__What is being asked__
Rewrite the stretch of material from the line containing "locate concrete driveway" through the line containing "0, 154, 158, 164", putting "factory" in place of "warehouse" and leaving everything else unchanged.

__Records for this exercise__
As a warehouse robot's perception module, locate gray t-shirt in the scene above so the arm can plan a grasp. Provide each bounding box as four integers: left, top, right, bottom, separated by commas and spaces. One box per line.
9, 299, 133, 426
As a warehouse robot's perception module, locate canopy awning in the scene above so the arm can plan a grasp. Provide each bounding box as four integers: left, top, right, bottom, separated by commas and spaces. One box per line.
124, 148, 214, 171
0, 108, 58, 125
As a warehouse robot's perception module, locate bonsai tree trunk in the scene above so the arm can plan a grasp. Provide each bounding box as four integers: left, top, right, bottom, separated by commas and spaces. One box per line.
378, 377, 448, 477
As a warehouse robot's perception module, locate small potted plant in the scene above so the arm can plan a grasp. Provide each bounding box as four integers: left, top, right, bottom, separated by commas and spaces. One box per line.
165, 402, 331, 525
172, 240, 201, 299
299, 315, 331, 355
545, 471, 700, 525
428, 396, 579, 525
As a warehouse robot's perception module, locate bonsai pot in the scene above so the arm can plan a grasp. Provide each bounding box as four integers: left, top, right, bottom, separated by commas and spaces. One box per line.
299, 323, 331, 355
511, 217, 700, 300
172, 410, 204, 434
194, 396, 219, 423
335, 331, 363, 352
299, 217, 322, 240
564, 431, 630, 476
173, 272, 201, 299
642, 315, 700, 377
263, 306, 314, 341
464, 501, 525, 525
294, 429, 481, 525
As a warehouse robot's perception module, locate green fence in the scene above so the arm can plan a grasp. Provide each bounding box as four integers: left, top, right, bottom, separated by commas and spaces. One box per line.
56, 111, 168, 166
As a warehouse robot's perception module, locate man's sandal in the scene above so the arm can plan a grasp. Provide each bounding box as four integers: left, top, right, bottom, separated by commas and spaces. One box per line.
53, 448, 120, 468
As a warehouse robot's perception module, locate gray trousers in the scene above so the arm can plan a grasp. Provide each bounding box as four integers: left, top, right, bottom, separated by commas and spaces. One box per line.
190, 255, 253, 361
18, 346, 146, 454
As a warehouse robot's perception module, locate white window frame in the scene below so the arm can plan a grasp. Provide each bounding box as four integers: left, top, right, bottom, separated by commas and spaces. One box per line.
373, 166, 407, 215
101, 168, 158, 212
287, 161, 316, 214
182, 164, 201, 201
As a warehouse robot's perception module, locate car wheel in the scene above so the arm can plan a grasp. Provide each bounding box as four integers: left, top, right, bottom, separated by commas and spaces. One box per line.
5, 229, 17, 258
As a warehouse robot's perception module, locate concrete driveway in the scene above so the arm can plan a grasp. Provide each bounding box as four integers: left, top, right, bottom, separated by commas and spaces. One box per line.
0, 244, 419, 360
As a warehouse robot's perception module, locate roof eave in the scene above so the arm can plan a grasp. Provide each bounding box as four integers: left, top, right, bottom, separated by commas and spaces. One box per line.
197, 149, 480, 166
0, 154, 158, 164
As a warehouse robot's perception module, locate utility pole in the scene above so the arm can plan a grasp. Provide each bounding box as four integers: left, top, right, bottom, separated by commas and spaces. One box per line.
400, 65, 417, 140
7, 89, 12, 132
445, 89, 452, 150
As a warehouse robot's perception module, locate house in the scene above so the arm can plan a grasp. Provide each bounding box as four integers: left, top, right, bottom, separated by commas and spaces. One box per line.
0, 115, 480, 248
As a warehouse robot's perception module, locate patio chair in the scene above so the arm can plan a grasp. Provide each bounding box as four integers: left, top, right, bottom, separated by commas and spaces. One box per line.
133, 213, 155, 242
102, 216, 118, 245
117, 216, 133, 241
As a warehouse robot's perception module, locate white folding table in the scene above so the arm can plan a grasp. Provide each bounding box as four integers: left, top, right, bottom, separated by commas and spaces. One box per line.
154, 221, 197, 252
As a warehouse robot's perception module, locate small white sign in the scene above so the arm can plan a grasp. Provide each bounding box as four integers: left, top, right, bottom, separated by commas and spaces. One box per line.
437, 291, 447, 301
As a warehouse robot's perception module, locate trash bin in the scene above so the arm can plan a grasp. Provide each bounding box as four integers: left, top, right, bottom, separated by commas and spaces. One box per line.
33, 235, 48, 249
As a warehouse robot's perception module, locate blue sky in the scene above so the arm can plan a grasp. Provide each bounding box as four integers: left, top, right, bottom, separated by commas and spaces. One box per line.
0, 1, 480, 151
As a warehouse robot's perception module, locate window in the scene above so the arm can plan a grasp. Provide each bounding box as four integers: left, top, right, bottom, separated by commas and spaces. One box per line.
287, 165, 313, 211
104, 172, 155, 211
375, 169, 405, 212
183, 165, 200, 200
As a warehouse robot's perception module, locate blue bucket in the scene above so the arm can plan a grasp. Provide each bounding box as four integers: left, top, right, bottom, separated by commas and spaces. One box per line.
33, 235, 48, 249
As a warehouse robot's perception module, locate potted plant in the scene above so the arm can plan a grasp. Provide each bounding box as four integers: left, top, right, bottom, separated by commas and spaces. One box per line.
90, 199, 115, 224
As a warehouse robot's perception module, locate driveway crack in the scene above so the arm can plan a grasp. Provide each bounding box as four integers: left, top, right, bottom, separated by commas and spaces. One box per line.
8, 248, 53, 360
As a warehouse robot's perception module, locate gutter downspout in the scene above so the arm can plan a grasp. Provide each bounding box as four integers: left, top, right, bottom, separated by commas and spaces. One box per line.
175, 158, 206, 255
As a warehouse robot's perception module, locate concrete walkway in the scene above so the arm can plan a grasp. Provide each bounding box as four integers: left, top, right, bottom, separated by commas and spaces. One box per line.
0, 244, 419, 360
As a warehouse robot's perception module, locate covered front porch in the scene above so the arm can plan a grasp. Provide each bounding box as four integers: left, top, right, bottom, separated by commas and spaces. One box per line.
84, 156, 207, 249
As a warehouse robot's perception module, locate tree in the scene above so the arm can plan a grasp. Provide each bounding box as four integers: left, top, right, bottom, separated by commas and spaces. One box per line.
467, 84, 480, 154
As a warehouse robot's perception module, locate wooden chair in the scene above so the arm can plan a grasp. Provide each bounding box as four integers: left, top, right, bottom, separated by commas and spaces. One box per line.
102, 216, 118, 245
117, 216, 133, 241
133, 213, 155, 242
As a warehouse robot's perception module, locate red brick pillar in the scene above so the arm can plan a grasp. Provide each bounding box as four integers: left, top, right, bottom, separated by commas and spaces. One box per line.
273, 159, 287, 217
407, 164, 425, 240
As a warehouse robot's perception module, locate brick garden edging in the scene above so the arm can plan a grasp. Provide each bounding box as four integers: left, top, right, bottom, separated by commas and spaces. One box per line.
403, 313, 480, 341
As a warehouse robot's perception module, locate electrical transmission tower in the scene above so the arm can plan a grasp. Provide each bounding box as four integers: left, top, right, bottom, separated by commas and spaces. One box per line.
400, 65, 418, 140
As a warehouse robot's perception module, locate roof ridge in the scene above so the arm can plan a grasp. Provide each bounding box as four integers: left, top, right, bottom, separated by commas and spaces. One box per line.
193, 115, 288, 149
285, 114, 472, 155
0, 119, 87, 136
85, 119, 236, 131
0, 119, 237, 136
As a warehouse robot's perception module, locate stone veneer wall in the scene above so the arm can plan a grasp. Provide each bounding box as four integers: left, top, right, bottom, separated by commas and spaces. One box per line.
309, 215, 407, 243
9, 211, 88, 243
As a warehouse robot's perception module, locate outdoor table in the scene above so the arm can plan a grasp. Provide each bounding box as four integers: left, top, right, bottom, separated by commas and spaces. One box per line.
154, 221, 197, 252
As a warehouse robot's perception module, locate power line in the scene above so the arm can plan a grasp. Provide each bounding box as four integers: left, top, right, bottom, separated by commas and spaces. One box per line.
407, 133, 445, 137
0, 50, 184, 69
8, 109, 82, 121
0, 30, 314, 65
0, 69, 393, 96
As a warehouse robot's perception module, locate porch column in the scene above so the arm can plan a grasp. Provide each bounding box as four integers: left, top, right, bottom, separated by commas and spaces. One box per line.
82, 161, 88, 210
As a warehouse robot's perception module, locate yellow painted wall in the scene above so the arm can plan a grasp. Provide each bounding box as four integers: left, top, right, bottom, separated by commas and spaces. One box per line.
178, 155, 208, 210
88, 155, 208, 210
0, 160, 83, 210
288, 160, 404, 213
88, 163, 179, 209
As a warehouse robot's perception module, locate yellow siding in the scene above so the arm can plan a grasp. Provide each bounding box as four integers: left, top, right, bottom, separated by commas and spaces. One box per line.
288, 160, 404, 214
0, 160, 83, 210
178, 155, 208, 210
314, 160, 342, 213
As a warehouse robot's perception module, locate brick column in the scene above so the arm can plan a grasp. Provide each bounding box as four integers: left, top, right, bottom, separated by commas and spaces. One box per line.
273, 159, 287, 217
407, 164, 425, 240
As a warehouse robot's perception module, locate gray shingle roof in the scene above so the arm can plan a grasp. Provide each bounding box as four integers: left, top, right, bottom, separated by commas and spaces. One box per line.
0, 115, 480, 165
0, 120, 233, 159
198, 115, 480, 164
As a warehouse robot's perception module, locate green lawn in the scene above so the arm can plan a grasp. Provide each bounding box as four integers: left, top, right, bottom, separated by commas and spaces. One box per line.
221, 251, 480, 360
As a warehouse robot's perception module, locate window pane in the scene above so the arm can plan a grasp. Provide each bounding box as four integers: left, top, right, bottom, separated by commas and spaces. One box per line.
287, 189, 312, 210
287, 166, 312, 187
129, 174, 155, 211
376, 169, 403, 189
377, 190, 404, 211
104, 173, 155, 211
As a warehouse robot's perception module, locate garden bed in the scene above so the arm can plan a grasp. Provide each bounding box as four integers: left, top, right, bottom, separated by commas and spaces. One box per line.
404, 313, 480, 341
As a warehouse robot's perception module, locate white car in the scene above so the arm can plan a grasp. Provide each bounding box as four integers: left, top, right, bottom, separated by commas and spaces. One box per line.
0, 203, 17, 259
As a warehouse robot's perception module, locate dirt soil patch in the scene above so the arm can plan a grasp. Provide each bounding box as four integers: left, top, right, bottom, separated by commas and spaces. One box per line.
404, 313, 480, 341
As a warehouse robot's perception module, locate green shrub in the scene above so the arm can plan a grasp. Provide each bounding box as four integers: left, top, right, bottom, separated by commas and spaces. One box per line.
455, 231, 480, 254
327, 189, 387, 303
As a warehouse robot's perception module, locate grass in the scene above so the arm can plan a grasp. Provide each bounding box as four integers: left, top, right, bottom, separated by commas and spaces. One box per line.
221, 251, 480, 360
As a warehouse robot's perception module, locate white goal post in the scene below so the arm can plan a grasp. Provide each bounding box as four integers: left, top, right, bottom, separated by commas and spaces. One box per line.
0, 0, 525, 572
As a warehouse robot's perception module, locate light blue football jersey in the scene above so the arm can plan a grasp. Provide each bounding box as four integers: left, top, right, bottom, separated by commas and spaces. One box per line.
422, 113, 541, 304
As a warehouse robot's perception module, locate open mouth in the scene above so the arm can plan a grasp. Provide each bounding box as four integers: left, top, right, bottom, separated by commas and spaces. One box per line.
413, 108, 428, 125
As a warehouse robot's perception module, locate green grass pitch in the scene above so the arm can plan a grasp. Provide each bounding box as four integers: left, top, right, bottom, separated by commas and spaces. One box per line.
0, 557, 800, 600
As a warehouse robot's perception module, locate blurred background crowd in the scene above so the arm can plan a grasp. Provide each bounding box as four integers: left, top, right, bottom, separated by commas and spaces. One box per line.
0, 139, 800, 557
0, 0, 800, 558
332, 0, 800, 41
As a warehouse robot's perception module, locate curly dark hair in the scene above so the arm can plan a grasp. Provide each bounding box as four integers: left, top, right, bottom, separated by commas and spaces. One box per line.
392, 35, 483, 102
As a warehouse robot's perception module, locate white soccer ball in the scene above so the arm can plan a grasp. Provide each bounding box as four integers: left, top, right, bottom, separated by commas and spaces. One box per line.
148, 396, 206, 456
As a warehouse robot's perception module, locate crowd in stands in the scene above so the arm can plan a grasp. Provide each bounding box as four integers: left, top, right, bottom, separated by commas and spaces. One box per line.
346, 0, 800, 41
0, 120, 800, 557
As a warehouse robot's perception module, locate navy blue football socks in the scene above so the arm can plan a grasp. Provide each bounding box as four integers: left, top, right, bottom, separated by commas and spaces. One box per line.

__Exercise answer__
As a factory robot's perception module, locate concrete driveway in the scene above so the arm can plan a grasp. Provide each bounding box as four integers: left, top, right, bottom, separated by commas and spaces. One box per line.
0, 244, 419, 360
As a factory robot's perception module, locate roof eave in the scene above so the arm can plan a grasp. Provide each bounding box as four integers: left, top, right, bottom, separated by commas and spaces. One box per line.
197, 149, 480, 166
0, 154, 158, 164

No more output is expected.